# EXERCISE 1
Answer these questions from the osteoarthritis passage:
(a) What three features mark osteoarthritis?
(b) Which mitigation strategy is named as showing inconsistent efficacy?
(c) Which group experiences increased risk for OA progression?
# EXERCISE 2
From the osteoarthritis passage, extract the exact span that begins at the words "Osteoarthritis (OA) is" and stops after the words "risk of OA.".

Osteoarthritis (OA) is a disease marked by soft tissue degradation, bone remodeling, and joint inflammation. Current pain and disease mitigation strategies, such as strength training, demonstrate inconsistent efficacy. There is a critical need to identify better interventions early in OA progression to enable individuals to live pain-free, active lifestyles and to reduce the societal and economic burden of knee OA. Individuals with anterior cruciate ligament reconstruction (ACLR) experience increased risk for OA progression that likely derives in part from altered biomechanics during functional movements. The goal of this dissertation was to establish mechanistic links between quadriceps muscle action, knee joint biomechanics, and articular contact forces to inform the design of precision medicine therapies that mitigate the risk of OA.

# Collected data entries
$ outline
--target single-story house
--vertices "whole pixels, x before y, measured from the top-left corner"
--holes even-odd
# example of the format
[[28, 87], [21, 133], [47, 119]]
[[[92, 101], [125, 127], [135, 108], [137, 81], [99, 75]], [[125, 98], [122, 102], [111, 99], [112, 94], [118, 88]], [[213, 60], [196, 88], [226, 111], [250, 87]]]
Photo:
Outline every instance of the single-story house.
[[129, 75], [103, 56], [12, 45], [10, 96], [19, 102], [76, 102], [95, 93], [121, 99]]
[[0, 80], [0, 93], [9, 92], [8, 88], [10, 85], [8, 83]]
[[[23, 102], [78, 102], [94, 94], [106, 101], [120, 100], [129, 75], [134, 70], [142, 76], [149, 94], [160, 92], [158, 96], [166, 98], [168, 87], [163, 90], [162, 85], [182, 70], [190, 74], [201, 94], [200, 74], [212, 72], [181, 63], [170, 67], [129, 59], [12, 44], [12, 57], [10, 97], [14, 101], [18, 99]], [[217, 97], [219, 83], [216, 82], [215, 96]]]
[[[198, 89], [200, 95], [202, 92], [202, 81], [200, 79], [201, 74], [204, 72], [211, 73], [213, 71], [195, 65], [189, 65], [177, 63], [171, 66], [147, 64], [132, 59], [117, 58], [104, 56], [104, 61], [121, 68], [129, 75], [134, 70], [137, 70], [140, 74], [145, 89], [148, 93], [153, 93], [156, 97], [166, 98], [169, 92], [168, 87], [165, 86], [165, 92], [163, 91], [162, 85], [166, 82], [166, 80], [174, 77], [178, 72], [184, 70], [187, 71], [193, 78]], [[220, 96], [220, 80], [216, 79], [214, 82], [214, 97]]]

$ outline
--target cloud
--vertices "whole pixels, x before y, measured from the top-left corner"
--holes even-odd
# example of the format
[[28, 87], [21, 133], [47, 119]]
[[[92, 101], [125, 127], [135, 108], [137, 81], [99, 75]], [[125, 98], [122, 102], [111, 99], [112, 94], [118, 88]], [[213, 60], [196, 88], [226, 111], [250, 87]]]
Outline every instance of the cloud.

# OUTPUT 1
(a) Soft tissue degradation, bone remodeling, and joint inflammation.
(b) Strength training.
(c) Individuals with anterior cruciate ligament reconstruction (ACLR).

# OUTPUT 2
Osteoarthritis (OA) is a disease marked by soft tissue degradation, bone remodeling, and joint inflammation. Current pain and disease mitigation strategies, such as strength training, demonstrate inconsistent efficacy. There is a critical need to identify better interventions early in OA progression to enable individuals to live pain-free, active lifestyles and to reduce the societal and economic burden of knee OA. Individuals with anterior cruciate ligament reconstruction (ACLR) experience increased risk for OA progression that likely derives in part from altered biomechanics during functional movements. The goal of this dissertation was to establish mechanistic links between quadriceps muscle action, knee joint biomechanics, and articular contact forces to inform the design of precision medicine therapies that mitigate the risk of OA.